(Stored records)
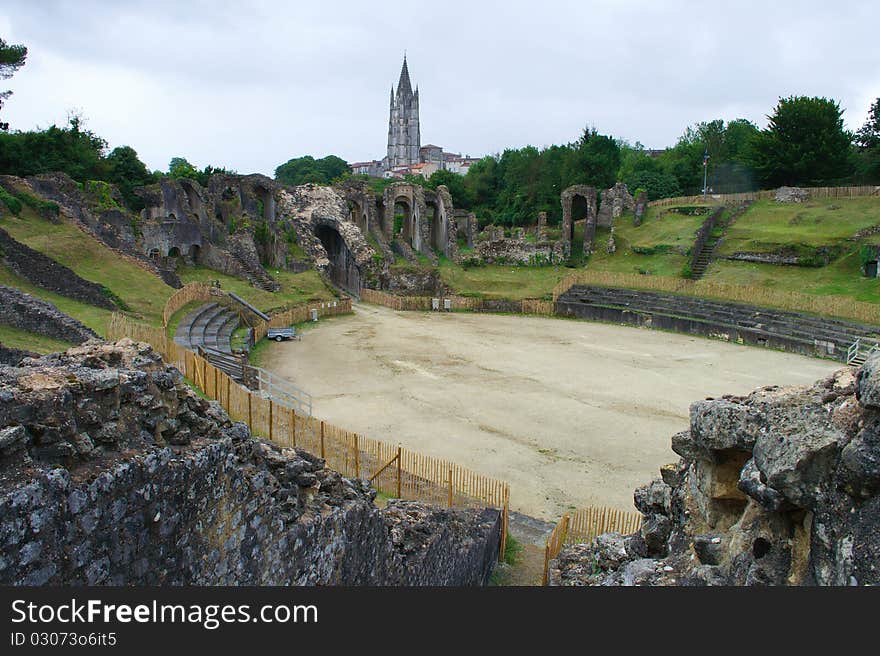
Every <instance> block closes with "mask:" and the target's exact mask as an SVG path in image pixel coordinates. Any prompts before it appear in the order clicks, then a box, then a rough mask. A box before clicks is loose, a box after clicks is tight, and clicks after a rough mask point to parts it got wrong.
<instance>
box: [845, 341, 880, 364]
mask: <svg viewBox="0 0 880 656" xmlns="http://www.w3.org/2000/svg"><path fill="white" fill-rule="evenodd" d="M875 351H880V345H878V344H877V342H871V341H869V340H866V339H864V338H862V337H859V338H857V339H856V341H854V342H853V343H852V346H850V347H849V348H848V349H847V351H846V363H847V364H848V365H850V366H851V367H861V366H862V365H863V364H865V361H866V360H867V359H868V356H870V355H871V354H872V353H874V352H875Z"/></svg>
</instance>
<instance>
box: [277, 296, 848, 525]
mask: <svg viewBox="0 0 880 656" xmlns="http://www.w3.org/2000/svg"><path fill="white" fill-rule="evenodd" d="M262 362H263V364H264V366H266V367H267V368H269V369H272V370H274V371H276V372H278V373H280V374H282V375H284V376H287V377H288V378H291V379H292V380H293V381H295V382H296V383H297V384H299V385H300V386H302V387H303V388H305V389H306V390H308V391H309V392H311V393H312V394H313V395H314V399H315V415H317V416H319V417H321V418H322V419H326V420H328V421H330V422H333V423H335V424H338V425H340V426H343V427H345V428H348V429H351V430H354V431H357V432H359V433H362V434H364V435H368V436H370V437H375V438H379V439H383V440H388V441H399V442H400V443H402V444H404V445H406V446H408V447H410V448H412V449H416V450H418V451H422V452H424V453H427V454H431V455H434V456H438V457H441V458H448V459H451V460H454V461H456V462H458V463H461V464H462V465H465V466H467V467H470V468H472V469H474V470H476V471H478V472H483V473H486V474H489V475H491V476H496V477H499V478H502V479H505V480H508V481H509V482H510V487H511V507H512V508H513V509H515V510H519V511H521V512H523V513H526V514H528V515H531V516H533V517H537V518H541V519H545V520H551V521H556V519H558V517H559V516H560V515H561V514H562V513H563V512H564V511H565V510H568V509H572V508H577V507H581V506H585V505H591V504H595V505H609V506H614V507H619V508H624V509H631V507H632V491H633V488H635V487H636V486H638V485H640V484H642V483H644V482H647V481H649V480H650V479H651V478H653V477H654V476H655V475H656V474H657V468H658V467H659V466H660V465H662V464H664V463H666V462H671V461H674V460H675V459H677V456H676V455H675V454H674V453H673V452H672V451H671V450H670V448H669V443H670V437H671V436H672V434H673V433H675V432H677V431H679V430H682V429H684V428H687V425H688V419H687V417H688V406H689V405H690V403H691V402H692V401H695V400H698V399H701V398H704V397H707V396H720V395H722V394H743V393H746V392H749V391H751V390H752V389H754V388H755V387H758V386H761V385H770V384H801V383H810V382H813V381H814V380H817V379H818V378H821V377H822V376H824V375H826V374H827V373H829V372H831V371H833V370H835V369H837V368H839V367H840V365H839V364H836V363H832V362H826V361H822V360H816V359H811V358H806V357H801V356H797V355H790V354H786V353H778V352H775V351H769V350H765V349H759V348H750V347H743V346H737V345H733V344H727V343H724V342H720V341H712V340H708V339H702V338H697V337H689V336H686V335H678V334H670V333H663V332H659V331H652V330H646V329H638V328H627V327H620V326H611V325H605V324H598V323H589V322H582V321H569V320H562V319H547V318H540V317H519V316H496V315H481V314H463V313H455V314H437V313H419V312H400V313H398V312H394V311H392V310H388V309H386V308H380V307H374V306H369V305H358V306H356V308H355V314H354V315H352V316H345V317H338V318H334V319H332V320H328V321H324V322H321V323H320V324H318V325H316V326H315V327H314V328H313V329H311V330H308V331H306V332H305V333H304V335H303V339H302V341H300V342H285V343H282V344H272V345H271V346H270V347H269V349H268V352H267V353H266V354H265V356H264V357H263V358H262Z"/></svg>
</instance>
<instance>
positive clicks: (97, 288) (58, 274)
mask: <svg viewBox="0 0 880 656" xmlns="http://www.w3.org/2000/svg"><path fill="white" fill-rule="evenodd" d="M0 261H2V262H3V263H4V264H5V265H6V266H7V267H8V268H9V269H10V270H11V271H12V272H13V273H15V274H17V275H19V276H21V277H22V278H24V279H25V280H28V281H30V282H32V283H33V284H35V285H37V286H38V287H42V288H43V289H48V290H49V291H52V292H55V293H57V294H61V295H62V296H66V297H68V298H72V299H74V300H77V301H82V302H83V303H88V304H89V305H95V306H97V307H101V308H104V309H107V310H114V309H116V306H115V305H114V303H113V302H112V301H111V300H110V299H109V298H107V296H105V295H104V291H103V288H102V287H101V285H98V284H96V283H93V282H90V281H88V280H85V279H83V278H80V277H79V276H78V275H76V274H75V273H74V272H73V271H71V270H70V269H68V268H67V267H66V266H64V265H63V264H59V263H58V262H56V261H55V260H53V259H52V258H50V257H46V256H45V255H43V254H42V253H40V252H39V251H35V250H34V249H32V248H29V247H28V246H26V245H25V244H22V243H21V242H19V241H16V240H15V239H13V238H12V237H11V236H10V235H9V233H7V232H6V231H5V230H3V229H0Z"/></svg>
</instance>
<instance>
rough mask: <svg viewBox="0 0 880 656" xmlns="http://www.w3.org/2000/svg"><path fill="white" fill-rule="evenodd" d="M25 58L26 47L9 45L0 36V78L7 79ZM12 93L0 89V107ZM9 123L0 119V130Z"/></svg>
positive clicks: (20, 64)
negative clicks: (2, 120) (2, 90)
mask: <svg viewBox="0 0 880 656" xmlns="http://www.w3.org/2000/svg"><path fill="white" fill-rule="evenodd" d="M25 59H27V48H26V47H24V46H23V45H21V44H18V45H10V44H7V43H6V41H4V40H3V39H2V38H0V80H8V79H9V78H10V77H12V76H13V75H14V74H15V72H16V71H18V69H19V68H21V67H22V66H24V61H25ZM11 95H12V92H11V91H0V109H2V108H3V101H4V100H6V99H7V98H8V97H9V96H11ZM8 129H9V123H4V122H2V121H0V130H2V131H4V132H5V131H7V130H8Z"/></svg>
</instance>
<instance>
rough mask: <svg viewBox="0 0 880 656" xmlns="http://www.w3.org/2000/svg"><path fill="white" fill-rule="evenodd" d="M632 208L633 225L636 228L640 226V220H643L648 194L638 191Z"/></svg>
mask: <svg viewBox="0 0 880 656" xmlns="http://www.w3.org/2000/svg"><path fill="white" fill-rule="evenodd" d="M634 203H635V204H634V206H633V216H634V219H633V225H635V226H636V227H638V226H640V225H642V219H644V218H645V212H647V211H648V192H647V191H644V190H642V191H640V192H638V194H637V195H636V197H635V201H634Z"/></svg>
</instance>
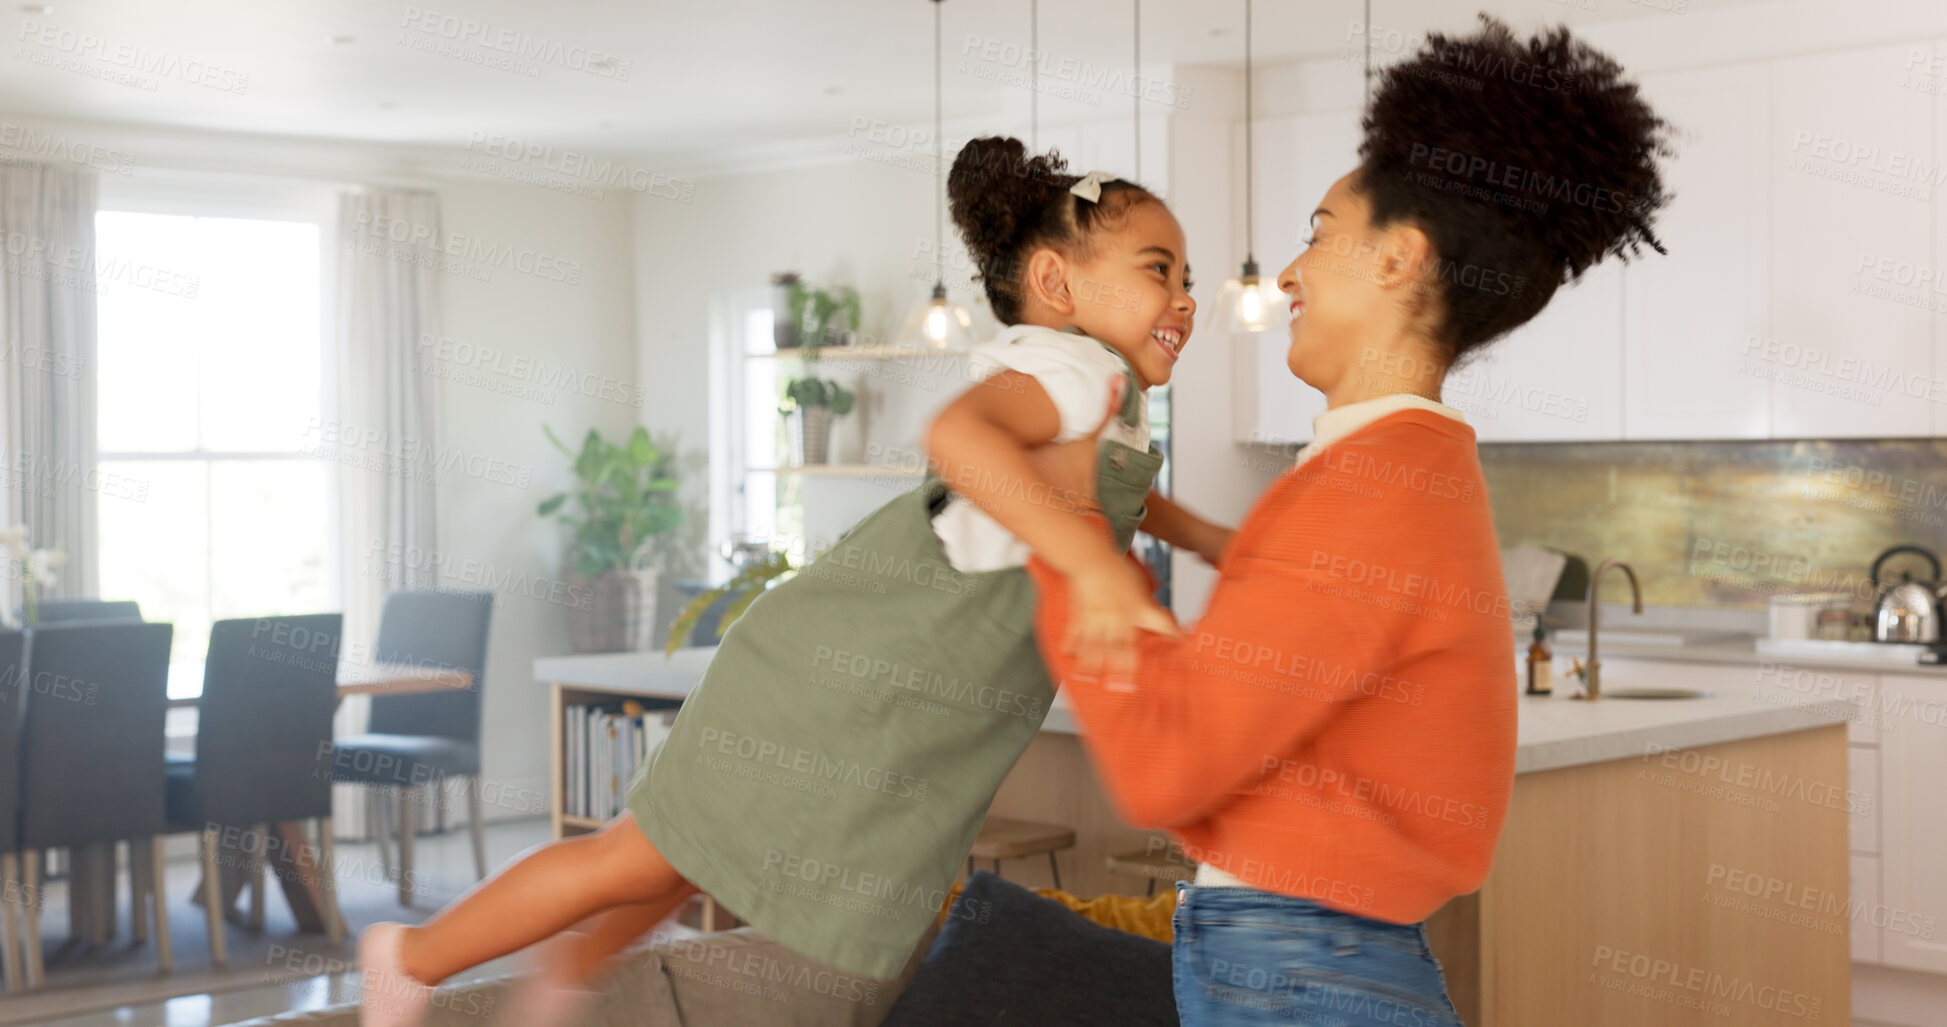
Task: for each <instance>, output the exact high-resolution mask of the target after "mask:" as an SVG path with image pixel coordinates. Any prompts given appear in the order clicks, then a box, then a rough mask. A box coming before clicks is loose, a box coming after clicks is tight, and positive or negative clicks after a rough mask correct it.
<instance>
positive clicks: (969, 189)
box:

▸ **Your goal**
Working through the records above, copy each line in which "image" is found.

▸ **Expected output**
Every <instance> block closes with "mask:" and the target's exact mask as an SVG path in image pixel coordinates. Any prompts before it appear in the order clicks, then a box, then a rough mask. A box before clicks is loose, a box after clicks is tight, and clicks after a rough mask point to parts it got wrong.
Task: for each <instance>, output the exact high-resolution mask of the target after "mask:" as an SVG path with image pixel coordinates. Any prompts given appear in the order clicks, then a box, then a rough mask. A box coming before clicks is loose, a box coming after clicks is tight, and positive or negative clicks after a rough mask correct it.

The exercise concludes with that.